(Stored data entries)

:::::

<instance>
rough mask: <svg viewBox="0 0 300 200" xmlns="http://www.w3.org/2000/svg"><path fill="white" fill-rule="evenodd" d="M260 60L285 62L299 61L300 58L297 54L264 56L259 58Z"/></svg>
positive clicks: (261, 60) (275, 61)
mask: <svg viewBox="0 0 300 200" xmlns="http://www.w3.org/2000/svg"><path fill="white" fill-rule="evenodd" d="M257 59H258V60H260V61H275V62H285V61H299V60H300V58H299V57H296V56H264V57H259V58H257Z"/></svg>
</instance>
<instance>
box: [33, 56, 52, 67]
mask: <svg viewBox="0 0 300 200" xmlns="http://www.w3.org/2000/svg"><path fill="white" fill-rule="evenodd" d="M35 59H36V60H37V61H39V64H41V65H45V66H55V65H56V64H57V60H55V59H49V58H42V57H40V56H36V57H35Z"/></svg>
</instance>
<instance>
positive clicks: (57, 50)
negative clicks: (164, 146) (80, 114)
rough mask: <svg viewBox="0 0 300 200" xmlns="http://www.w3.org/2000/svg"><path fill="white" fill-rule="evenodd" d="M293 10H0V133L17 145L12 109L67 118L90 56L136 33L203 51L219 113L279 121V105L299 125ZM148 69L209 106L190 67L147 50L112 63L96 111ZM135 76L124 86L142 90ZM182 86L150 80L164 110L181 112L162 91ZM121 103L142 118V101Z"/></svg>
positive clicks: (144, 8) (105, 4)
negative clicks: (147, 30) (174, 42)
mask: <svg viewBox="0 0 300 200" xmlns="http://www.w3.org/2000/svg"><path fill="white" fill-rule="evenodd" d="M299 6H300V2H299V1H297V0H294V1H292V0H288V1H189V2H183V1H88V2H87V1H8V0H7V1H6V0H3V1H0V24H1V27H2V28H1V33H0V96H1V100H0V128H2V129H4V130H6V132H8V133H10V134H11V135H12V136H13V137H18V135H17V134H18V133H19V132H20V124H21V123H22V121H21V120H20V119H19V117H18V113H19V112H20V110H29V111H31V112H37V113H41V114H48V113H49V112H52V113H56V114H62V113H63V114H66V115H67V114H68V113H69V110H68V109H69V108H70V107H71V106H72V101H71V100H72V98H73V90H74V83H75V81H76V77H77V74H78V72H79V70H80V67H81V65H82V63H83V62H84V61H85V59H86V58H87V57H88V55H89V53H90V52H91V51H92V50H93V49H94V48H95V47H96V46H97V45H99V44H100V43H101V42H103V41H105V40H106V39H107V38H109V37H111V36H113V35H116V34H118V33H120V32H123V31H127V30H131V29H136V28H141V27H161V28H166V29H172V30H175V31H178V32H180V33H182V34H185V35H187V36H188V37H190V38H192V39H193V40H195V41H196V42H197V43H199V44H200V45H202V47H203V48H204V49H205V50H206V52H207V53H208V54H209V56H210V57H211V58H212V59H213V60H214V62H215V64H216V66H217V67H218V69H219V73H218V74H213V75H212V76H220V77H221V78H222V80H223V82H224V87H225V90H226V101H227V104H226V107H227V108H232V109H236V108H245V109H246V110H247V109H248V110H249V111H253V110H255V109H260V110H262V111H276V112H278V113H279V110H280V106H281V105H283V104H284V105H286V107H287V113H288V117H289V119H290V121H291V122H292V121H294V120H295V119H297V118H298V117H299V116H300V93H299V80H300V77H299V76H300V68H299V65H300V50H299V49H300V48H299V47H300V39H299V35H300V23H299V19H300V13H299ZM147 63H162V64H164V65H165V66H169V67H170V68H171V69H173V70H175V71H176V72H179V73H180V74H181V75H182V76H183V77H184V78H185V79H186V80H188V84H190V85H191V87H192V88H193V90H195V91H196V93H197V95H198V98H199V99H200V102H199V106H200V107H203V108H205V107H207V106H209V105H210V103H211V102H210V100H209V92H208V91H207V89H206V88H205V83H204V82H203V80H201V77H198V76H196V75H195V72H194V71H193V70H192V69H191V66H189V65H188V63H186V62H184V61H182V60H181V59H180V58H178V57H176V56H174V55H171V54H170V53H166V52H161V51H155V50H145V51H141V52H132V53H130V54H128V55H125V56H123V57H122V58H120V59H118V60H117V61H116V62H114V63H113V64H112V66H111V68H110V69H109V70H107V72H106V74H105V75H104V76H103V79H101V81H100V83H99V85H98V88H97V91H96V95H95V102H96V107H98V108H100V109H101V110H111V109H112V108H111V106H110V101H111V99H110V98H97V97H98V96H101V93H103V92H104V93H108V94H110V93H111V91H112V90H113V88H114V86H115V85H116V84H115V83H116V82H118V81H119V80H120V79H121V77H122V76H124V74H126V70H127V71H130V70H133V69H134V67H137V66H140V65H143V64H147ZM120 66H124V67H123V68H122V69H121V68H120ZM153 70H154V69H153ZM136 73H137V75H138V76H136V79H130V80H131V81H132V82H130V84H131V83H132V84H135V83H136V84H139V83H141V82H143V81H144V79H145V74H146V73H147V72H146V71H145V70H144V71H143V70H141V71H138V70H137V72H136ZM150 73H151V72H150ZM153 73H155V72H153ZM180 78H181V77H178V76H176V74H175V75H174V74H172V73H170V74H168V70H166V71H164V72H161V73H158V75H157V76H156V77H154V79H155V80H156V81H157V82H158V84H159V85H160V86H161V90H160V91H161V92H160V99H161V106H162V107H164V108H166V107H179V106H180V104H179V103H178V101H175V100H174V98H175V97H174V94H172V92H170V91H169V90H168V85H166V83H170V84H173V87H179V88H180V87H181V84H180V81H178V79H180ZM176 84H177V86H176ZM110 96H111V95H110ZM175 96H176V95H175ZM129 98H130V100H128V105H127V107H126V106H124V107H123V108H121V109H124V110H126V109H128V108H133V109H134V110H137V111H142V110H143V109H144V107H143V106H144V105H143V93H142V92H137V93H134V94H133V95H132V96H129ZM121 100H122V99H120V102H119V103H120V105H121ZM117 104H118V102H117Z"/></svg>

:::::

▸ WHAT IS EXPECTED
Which lines in the items above contain the string "negative"? Copy each of those lines in full, treating uppercase and lowercase as different.

▸ RESPONSE AREA
negative clicks: (164, 146) (80, 114)
negative clicks: (147, 30) (174, 42)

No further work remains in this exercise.